- Set exercise
Convert only the lines of the material that start at the line containing "the boardwalk railing" and end at the line containing "column 805, row 244" into a numbered list, skipping any blank lines.

- Source records

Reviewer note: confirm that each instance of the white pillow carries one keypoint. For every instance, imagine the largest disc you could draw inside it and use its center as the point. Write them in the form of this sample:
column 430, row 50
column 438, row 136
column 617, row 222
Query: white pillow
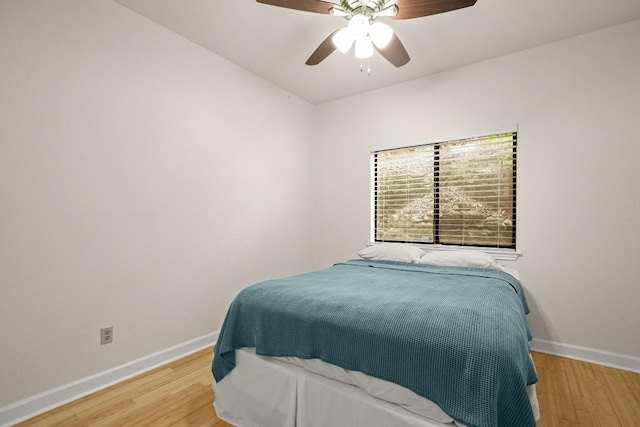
column 462, row 258
column 392, row 252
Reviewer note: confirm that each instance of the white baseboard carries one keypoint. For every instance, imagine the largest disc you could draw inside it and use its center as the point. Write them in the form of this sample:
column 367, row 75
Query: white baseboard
column 584, row 354
column 50, row 399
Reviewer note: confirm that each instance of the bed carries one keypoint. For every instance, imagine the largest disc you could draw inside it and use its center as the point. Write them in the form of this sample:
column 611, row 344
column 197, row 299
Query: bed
column 372, row 342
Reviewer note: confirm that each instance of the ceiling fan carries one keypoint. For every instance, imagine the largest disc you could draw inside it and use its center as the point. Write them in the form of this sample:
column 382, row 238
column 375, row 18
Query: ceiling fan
column 363, row 29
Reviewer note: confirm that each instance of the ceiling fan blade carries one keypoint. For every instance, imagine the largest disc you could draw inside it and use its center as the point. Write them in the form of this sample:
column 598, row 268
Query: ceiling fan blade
column 394, row 52
column 408, row 9
column 325, row 49
column 317, row 6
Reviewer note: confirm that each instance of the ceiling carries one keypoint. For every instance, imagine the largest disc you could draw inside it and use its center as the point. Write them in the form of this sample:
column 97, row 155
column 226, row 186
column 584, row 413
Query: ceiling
column 274, row 42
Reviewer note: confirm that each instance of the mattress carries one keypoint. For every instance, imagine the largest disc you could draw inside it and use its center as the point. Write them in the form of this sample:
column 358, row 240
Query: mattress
column 455, row 336
column 291, row 392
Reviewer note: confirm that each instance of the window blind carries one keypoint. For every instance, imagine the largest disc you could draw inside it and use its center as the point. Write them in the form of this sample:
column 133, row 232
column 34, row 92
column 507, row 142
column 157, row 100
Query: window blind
column 460, row 192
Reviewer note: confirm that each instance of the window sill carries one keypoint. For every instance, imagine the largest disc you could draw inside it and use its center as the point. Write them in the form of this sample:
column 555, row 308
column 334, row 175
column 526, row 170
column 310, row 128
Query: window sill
column 498, row 254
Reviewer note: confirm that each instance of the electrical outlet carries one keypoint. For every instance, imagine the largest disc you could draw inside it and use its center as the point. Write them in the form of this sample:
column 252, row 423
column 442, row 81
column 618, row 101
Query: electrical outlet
column 106, row 335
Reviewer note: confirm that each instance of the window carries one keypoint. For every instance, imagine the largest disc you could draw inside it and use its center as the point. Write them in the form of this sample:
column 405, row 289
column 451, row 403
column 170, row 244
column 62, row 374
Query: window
column 460, row 192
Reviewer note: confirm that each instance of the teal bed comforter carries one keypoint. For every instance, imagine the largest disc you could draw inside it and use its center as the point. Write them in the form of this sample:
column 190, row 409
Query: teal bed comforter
column 457, row 336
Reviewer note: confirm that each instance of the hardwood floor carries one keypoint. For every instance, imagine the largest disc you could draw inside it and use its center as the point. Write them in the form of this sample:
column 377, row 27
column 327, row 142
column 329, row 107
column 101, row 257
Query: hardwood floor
column 177, row 394
column 570, row 393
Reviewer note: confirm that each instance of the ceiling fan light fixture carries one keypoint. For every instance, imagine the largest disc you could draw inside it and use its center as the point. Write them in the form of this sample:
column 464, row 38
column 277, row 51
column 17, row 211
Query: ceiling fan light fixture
column 380, row 34
column 359, row 26
column 338, row 12
column 343, row 39
column 364, row 48
column 387, row 11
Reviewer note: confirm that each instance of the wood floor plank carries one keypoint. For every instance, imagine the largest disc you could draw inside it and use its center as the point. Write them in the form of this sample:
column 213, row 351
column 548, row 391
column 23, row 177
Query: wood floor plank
column 571, row 393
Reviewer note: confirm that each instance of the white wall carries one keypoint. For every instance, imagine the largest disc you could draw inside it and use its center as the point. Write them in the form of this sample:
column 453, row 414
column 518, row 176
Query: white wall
column 143, row 182
column 577, row 104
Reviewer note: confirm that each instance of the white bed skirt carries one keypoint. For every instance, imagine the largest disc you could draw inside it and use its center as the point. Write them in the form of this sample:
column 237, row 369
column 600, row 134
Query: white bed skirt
column 266, row 392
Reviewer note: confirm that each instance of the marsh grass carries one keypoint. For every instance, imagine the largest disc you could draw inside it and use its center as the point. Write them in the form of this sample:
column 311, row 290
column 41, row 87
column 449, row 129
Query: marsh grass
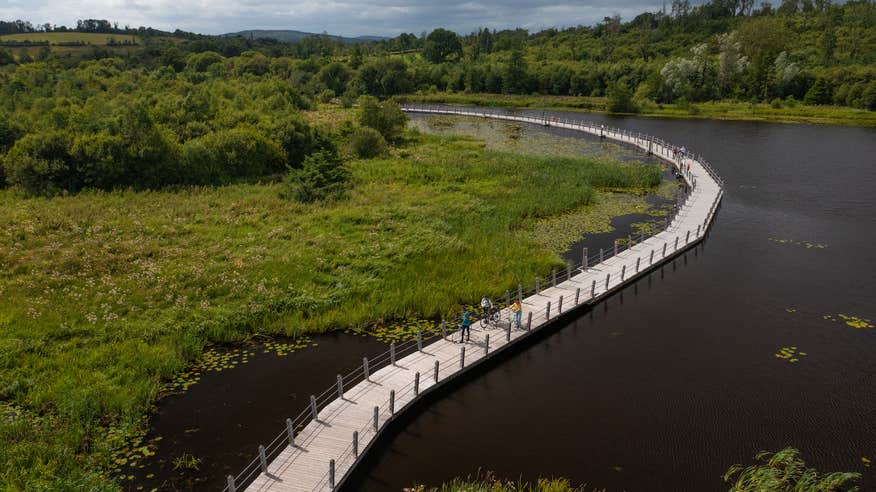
column 106, row 297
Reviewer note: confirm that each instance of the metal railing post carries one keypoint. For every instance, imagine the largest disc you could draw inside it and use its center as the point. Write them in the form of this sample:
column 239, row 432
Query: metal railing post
column 263, row 460
column 355, row 444
column 290, row 431
column 331, row 474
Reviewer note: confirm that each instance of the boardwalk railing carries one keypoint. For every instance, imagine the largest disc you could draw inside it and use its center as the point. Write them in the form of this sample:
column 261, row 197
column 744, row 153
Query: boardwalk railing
column 634, row 257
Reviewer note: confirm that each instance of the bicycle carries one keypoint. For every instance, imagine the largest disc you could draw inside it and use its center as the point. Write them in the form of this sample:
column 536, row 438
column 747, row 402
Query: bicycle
column 491, row 319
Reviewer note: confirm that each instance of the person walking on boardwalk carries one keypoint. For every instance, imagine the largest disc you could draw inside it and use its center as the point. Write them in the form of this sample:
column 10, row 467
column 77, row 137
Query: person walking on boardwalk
column 465, row 326
column 517, row 309
column 486, row 306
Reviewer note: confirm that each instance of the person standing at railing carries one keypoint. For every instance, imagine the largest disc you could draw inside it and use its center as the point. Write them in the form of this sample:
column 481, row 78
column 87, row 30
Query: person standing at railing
column 465, row 325
column 517, row 309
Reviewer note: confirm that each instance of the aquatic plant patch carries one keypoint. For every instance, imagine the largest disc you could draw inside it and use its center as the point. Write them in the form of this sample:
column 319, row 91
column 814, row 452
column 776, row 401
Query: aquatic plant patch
column 790, row 354
column 805, row 244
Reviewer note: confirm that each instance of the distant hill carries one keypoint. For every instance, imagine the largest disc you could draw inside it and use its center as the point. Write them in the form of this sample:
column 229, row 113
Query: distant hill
column 290, row 36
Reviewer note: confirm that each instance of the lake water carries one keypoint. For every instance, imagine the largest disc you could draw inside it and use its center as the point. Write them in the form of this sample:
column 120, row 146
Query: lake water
column 667, row 384
column 662, row 386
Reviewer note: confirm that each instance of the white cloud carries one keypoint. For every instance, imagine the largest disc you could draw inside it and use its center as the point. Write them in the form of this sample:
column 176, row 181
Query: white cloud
column 350, row 18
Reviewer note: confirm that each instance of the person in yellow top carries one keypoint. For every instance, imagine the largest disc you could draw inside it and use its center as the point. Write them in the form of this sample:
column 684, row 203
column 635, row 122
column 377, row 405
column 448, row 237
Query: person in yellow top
column 518, row 311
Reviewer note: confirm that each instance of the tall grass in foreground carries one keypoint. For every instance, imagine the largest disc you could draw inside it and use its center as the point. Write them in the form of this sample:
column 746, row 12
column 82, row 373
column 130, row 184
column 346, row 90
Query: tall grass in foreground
column 105, row 295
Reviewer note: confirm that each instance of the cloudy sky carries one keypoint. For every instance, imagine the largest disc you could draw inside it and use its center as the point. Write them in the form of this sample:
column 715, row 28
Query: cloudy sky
column 343, row 17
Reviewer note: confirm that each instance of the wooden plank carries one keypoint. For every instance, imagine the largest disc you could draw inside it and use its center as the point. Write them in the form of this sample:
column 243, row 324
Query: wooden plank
column 305, row 468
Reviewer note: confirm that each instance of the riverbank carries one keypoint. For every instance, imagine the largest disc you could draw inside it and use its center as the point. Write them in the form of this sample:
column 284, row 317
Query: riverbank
column 109, row 295
column 786, row 112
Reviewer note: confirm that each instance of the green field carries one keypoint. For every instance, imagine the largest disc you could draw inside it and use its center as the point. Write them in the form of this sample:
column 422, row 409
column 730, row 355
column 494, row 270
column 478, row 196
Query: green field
column 722, row 110
column 106, row 295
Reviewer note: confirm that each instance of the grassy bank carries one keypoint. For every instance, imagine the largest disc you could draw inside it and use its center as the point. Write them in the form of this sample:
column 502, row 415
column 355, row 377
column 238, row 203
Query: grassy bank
column 104, row 295
column 721, row 110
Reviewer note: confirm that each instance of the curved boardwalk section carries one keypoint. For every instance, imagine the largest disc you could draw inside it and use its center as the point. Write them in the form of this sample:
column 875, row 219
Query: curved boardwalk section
column 320, row 447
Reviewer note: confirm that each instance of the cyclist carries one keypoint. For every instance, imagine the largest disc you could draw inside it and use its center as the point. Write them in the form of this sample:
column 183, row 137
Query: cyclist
column 486, row 306
column 517, row 309
column 465, row 326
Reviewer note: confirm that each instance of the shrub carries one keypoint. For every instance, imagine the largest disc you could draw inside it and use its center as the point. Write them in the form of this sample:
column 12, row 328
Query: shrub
column 322, row 176
column 385, row 117
column 367, row 142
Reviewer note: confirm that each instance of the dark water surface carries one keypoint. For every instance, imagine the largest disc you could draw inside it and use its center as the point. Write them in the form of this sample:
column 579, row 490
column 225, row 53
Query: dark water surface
column 665, row 385
column 662, row 386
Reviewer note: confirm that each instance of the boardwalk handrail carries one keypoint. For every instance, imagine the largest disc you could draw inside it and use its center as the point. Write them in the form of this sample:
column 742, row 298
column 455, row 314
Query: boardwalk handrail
column 286, row 437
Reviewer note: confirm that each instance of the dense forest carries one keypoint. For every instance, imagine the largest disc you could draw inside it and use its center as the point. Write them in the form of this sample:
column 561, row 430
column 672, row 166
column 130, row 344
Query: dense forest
column 204, row 109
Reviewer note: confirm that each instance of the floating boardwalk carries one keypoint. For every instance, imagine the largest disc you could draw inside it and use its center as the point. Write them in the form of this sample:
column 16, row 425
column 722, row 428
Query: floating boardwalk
column 319, row 448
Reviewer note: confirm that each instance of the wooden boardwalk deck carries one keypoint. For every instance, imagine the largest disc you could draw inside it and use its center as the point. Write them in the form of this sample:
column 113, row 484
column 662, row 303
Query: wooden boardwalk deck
column 324, row 451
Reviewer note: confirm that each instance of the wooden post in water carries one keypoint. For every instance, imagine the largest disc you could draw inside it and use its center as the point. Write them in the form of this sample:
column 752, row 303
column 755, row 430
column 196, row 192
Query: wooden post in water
column 331, row 474
column 290, row 432
column 355, row 444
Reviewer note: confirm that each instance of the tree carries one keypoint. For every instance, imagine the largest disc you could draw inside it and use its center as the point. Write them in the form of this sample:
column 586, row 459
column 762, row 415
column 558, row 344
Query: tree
column 785, row 471
column 819, row 93
column 620, row 97
column 386, row 117
column 322, row 176
column 440, row 45
column 515, row 80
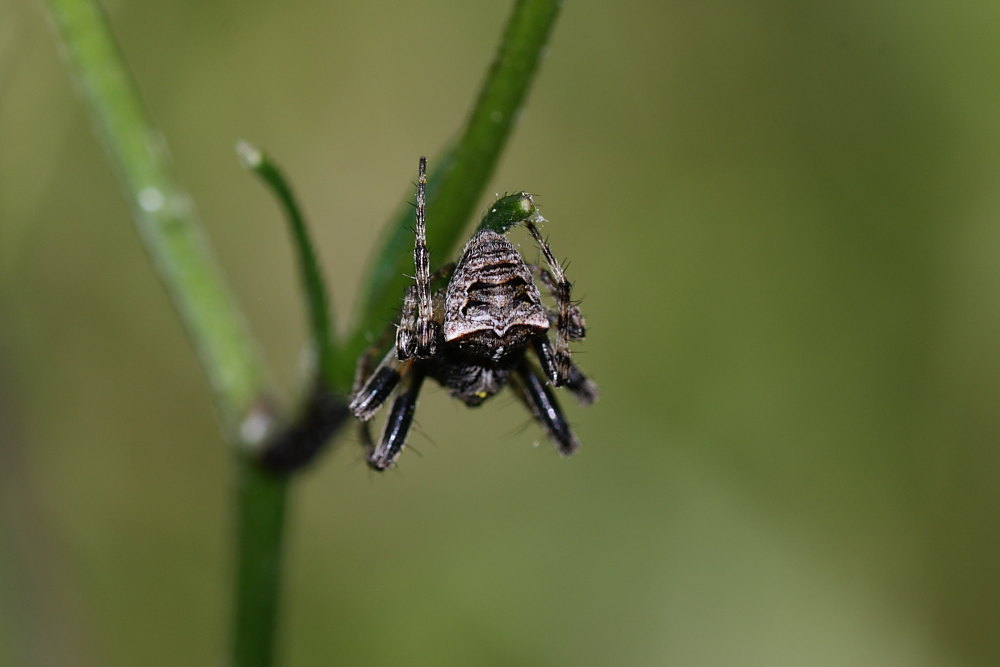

- Finished task
1. Reviewer note: confirm that each instance of the boardwalk railing carries one keypoint. For every instance, imagine the largest disc you could draw inside it and use its center as the point. Write them in the form of this sample:
2. column 261, row 197
3. column 744, row 153
4. Query: boardwalk railing
5. column 634, row 257
6. Reviewer note: confirm that each instance of the bicycle carries one keypoint. For every instance, imagine the largest disc you could draw inside it and use its center as the point. Write them in the form of this sample:
7. column 536, row 438
8. column 747, row 402
9. Query: bicycle
10. column 491, row 319
11. Reviewer note: confirm that each instance of the person walking on boardwalk carries one keypoint. For every instance, imagine the largest disc you could draw inside it and use its center as the point. Write them in the form of this sample:
12. column 10, row 467
13. column 77, row 137
14. Query: person walking on boardwalk
15. column 465, row 326
16. column 517, row 309
17. column 486, row 306
18. Reviewer note: confirm that each instance of the person standing at railing carries one keypoint. For every instance, imagine the largest disc you could draw inside it and use its center as the point. Write them in the form of this sample:
19. column 481, row 78
20. column 87, row 30
21. Query: person standing at railing
22. column 465, row 325
23. column 517, row 309
24. Reviewer note: confirm that each instance of the aquatic plant patch carries one keypoint. For every instance, imagine the largest disc you could draw inside it and use its center as the point. Write them in the form of this sample:
25. column 319, row 91
26. column 814, row 452
27. column 776, row 401
28. Query: aquatic plant patch
29. column 790, row 354
30. column 805, row 244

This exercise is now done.